Exercise:
Every record below should be printed exactly as given.

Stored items
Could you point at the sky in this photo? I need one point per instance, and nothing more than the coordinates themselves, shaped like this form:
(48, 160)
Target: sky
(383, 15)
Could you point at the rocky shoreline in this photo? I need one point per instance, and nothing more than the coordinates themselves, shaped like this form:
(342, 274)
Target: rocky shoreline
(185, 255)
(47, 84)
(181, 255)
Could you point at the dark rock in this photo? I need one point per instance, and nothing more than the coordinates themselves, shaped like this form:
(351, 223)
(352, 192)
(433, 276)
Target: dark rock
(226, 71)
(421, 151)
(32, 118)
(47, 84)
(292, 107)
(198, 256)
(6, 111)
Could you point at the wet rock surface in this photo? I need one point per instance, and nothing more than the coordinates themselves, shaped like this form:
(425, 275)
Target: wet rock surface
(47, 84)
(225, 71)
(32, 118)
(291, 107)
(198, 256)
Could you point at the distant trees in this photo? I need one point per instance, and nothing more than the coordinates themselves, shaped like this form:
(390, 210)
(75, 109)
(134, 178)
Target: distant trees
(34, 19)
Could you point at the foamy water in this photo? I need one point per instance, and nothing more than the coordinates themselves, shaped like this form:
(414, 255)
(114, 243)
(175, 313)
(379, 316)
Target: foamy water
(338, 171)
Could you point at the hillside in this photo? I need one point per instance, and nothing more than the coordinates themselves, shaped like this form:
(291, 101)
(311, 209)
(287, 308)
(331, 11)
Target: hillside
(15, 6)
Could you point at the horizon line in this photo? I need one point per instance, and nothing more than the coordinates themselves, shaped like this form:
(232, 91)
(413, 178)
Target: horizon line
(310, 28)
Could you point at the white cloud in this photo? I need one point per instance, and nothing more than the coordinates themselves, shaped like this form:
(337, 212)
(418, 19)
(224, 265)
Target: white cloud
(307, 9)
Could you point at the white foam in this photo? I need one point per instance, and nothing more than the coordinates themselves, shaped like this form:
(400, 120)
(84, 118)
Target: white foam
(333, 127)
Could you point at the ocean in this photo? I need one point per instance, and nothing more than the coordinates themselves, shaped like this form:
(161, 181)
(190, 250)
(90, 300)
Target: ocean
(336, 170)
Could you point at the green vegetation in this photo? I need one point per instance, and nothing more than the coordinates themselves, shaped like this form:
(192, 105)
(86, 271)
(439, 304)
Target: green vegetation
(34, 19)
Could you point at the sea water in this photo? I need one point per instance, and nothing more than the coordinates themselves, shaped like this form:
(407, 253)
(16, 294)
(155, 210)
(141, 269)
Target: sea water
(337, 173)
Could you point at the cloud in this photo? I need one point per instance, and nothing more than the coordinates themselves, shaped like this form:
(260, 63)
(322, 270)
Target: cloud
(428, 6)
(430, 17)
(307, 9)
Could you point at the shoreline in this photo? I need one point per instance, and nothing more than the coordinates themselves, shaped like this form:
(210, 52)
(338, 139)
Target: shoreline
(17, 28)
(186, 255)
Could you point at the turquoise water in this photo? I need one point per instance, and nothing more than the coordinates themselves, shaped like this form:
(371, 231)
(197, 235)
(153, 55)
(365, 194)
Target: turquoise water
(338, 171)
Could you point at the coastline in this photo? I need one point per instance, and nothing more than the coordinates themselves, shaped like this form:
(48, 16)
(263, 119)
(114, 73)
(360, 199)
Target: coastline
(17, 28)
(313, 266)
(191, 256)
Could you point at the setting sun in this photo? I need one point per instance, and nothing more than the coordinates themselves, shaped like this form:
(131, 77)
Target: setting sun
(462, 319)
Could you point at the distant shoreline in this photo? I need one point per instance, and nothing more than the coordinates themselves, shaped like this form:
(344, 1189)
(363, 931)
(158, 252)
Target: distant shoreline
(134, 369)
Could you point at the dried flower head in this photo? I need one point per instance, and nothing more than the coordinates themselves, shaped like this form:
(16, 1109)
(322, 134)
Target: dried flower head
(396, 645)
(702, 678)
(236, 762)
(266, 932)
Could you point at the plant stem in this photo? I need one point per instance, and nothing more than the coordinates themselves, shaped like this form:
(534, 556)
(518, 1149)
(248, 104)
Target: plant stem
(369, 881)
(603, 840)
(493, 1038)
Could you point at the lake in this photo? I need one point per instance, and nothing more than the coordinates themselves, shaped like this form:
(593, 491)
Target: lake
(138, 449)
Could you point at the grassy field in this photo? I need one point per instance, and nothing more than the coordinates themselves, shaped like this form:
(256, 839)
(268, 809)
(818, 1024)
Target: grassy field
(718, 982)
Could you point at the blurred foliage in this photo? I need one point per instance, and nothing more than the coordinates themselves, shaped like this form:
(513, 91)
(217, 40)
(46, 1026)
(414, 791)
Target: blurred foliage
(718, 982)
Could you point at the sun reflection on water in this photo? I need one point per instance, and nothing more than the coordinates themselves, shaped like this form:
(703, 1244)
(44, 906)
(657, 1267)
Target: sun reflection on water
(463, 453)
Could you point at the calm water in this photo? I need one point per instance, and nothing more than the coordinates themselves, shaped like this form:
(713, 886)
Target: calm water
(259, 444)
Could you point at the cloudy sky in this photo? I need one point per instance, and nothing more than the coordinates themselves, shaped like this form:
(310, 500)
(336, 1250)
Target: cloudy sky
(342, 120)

Solution:
Could you point at the sky in this photo? I need one point per instance, and nothing more than the coordinates themselves, shaped like this form:
(48, 160)
Target: sky
(383, 15)
Could you point at the rocky shoreline in this photo? I need one point per instance, and nothing more than the coordinates themselves, shaped like this form:
(342, 274)
Target: rocky shoreline
(185, 255)
(47, 84)
(181, 255)
Could you point at the dark rock in this photo? I need one point per instance, and nothing more than the coordinates themselves, shaped like this form:
(351, 223)
(352, 192)
(433, 276)
Target: dark rock
(226, 71)
(421, 151)
(32, 118)
(47, 84)
(292, 107)
(198, 256)
(6, 111)
Could you point at the wet rock surface in this photo? I need one point per instance, and nothing more than the coordinates themselves, shaped like this form:
(425, 275)
Target: wet rock surface
(47, 84)
(225, 71)
(32, 118)
(291, 107)
(198, 256)
Could you point at the distant trees in this photo? I need one point per instance, and nothing more than the coordinates themselves, shaped like this form:
(390, 210)
(75, 109)
(134, 178)
Target: distant trees
(34, 19)
Could you point at the foamy water in this photo? I need one point per instance, and nothing more than the coordinates themselves, shaped like this form:
(414, 255)
(114, 243)
(175, 313)
(379, 316)
Target: foamy water
(338, 171)
Could you point at the hillside in this photo? I need one point per instance, and nothing more than the coordinates themselves, shaped like this form:
(291, 101)
(311, 209)
(287, 308)
(331, 11)
Target: hillside
(15, 6)
Could you point at the horizon line in this photo? I need one point per instance, and nothing more than the coordinates themselves, shaped like this form:
(232, 91)
(413, 178)
Target: horizon line
(310, 28)
Could you point at the white cloud in this photo? I need one point per instance, and nothing more than the coordinates themselves, shaped like this form:
(337, 212)
(418, 19)
(224, 265)
Target: white cloud
(307, 9)
Could you point at the white foam in this photo? I need one point per instance, and nothing more than the coordinates themselves, shaped like this form:
(400, 120)
(84, 118)
Target: white foam
(333, 127)
Could you point at the ocean in this photo? I need one point per instance, and nothing more than the coordinates themselves, shaped like this form:
(161, 181)
(190, 250)
(90, 300)
Target: ocean
(336, 170)
Could you point at the green vegetation in this photo? I need one point per instance, and nothing more than the coordinates themselves, shaped like this form:
(192, 105)
(86, 271)
(439, 304)
Target: green vegetation
(34, 19)
Could you point at the sea water in this photo? I need one point per instance, and nothing more than the coordinates themselves, shaped like this form:
(407, 253)
(16, 294)
(155, 210)
(141, 269)
Target: sea water
(337, 173)
Could you point at the cloud in this photo? I need one point per instance, and nothing more than the coordinates themselves, shaped like this form:
(260, 63)
(322, 270)
Target: cloud
(428, 6)
(430, 17)
(307, 9)
Could you point at the shoreline in this photo? I need one point per instance, and nothing more than the coordinates themselves, shaped like this form:
(210, 52)
(338, 139)
Target: shoreline
(17, 28)
(186, 255)
Could you point at the turquoise water in this photo? I need one point per instance, and nothing more than the coordinates themselves, shaped like this form:
(371, 231)
(197, 235)
(153, 55)
(365, 194)
Target: turquoise water
(338, 171)
Could you point at the coastline in this photo? I need one point per instance, and nothing more than the coordinates themselves, shaped like this form:
(48, 16)
(263, 119)
(114, 73)
(360, 199)
Target: coastline
(17, 28)
(313, 266)
(191, 256)
Could you point at the setting sun in this photo? I need one point per instance, and nothing more than the coordinates themselves, shaped like this form:
(131, 77)
Target: setting sun
(462, 319)
Could you point at the distant shoreline in this photo? I need one point per instance, and nothing more than the coordinates themselves, shaped like this form:
(344, 1189)
(363, 931)
(158, 252)
Target: distant shoreline
(134, 369)
Could you point at the dried flower head in this photo? I need one point per instance, and nothing more than the coordinates themselves, shaped like this form:
(16, 1109)
(322, 134)
Target: dried flower head
(396, 645)
(702, 678)
(236, 762)
(266, 932)
Could you point at the plant stem in this photo? I need one point per instance, and nothing more than the coordinates themselves, shaped like this form:
(534, 556)
(518, 1149)
(248, 104)
Target: plant stem
(369, 881)
(603, 840)
(493, 1038)
Could you point at the lake in this photo? I need one point per instance, and nothing more than the coordinates themselves, shaped like this form:
(593, 491)
Target: lake
(138, 449)
Could you point at the grassy field in this photo? I need one point per instance, and nothing more than the coordinates themselves, shaped like this form:
(256, 839)
(268, 809)
(818, 1024)
Target: grassy field
(718, 982)
Could you point at the blurred foliage in this photo? I need one point per instance, and nothing more than the coordinates themselves, shaped like this form:
(513, 91)
(217, 40)
(46, 1026)
(414, 791)
Target: blurred foliage
(718, 982)
Could you point at the sun reflection on water in this photo? I need one point per instance, and nothing more than the coordinates themselves, shaped like this form:
(703, 1244)
(44, 906)
(657, 1267)
Target: sun reflection on water
(463, 453)
Could you point at the calm water in this photo? I need one point per instance, and nothing more than the coordinates themselves, shaped like this form:
(713, 886)
Target: calm water
(259, 444)
Could you point at the cloudy sky in this photo? I need one point per instance, and nothing more than the coordinates themselves, shaped like this form:
(310, 500)
(336, 1250)
Target: cloudy sky
(342, 120)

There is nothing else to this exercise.